Tareas escritas >>
A. En el texto sobre la deshumanización, ¿qué términos impersonales se citan como ejemplos de los números en que se convierte la población?
B. Prosigue el texto sobre la deshumanización a partir de su última oración.

Texto proporcionado >>

Nunca antes hubo tanta población sobre el planeta, pero nunca antes hubo tanta insatisfacción y tanta soledad individuales. El hombre, en buena medida, se siente un guarismo insignificante y prescindible, apenas útil para sí mismo si es que se trata de sobrevivir nada más. Somos tantos, tantísimos, que siempre hay otro con más suerte, con más talento, más guapo, más simpático, más fuerte, más exitoso…, reduciendo al individuo promedio a un ignorado miembro de una masa gris y multitudinaria que apenas si es ganado para quienes destacan. Gentilicios deshumanizados, como “la gente”, corren de boca en boca desvistiendo de humanidad al grueso de la población, cual si sus vidas fueran insignificantes, excesivas o nada más que una cuestión de atrezo para el que habla. Los demás, en fin, son relleno del propio protagonista.

A la vez que esto sucede, el mismo Sistema se ha deshumanizado y la población se convierte en números todavía más impersonales, como “consumidores”, “votantes”, “parados”, “trabajadores”, etc. Salvo que uno destaque sobre la masa, no es nada, no es nadie, no es sino un dígito, un dato, una estadística que no tiene emociones ni sentimientos, que no sufre ni padece y que, todo lo más, es considerado dentro de una nube de iguales a algo como un ente más sin nombre ni apellidos. El Sistema está tan soberbiamente deshumanizado que tanto el progreso como la propia salud juegan a veces contra el propio individuo, arrinconándolo como la persona imprescindible y única que es, y no pocas veces forzándolo a la autoextinción, fenómeno extremo que en las últimas décadas ya se ha convertido en la segunda causa de muerte en no pocos países de Occidente, pero que el sistema lo acepta igualmente como un frío dato más, desprovisto de toda emoción.

Extracto de datos >>
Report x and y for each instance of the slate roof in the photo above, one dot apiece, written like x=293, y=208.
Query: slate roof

Resultados >>
A. Se citan "consumidores", "votantes", "parados" y "trabajadores".

B.
La televisión, el cine y la moda no sólo dosifican, como pienso intelectual, en qué y cómo ha de pensar Juan Nadie, sino que también le lleva y le trae de los abrevaderos del consumo a los de la política, como si nada más que fuera una res o una oveja perteneciente a un rebaño. Al Sistema, al fin, lo único que le interesa de Juan Nadie es su fuerza de trabajo, su aportación contribuyente o sus servicios prestados, pero le ignora como ser humano, le desatiende como persona y le hostiga con toda su presión si no es como le interesa: políticamente correcto. Los niños rebeldes (síndrome de hiperactividad, lo llaman) aumentan, crecen sin cesar los divorcios y rupturas violentas, los suicidios y aun los deportes extremos en los que los individuos se juegan la vida por experimentar efímeramente el placer de estar vivos. No hay en el orbe, parece, una fe en la que sostenerse o una causa justa por la que morir, cuando precisamente el Sistema adolece de fes y de individuos que mueran por causas justas, motivo y razón por la que la especie se está entregando a una orgiástica de consumo que sólo y exclusivamente dilapida sin tasa los recursos de este hermoso planeta, cavando a marchas forzadas su propia fosa.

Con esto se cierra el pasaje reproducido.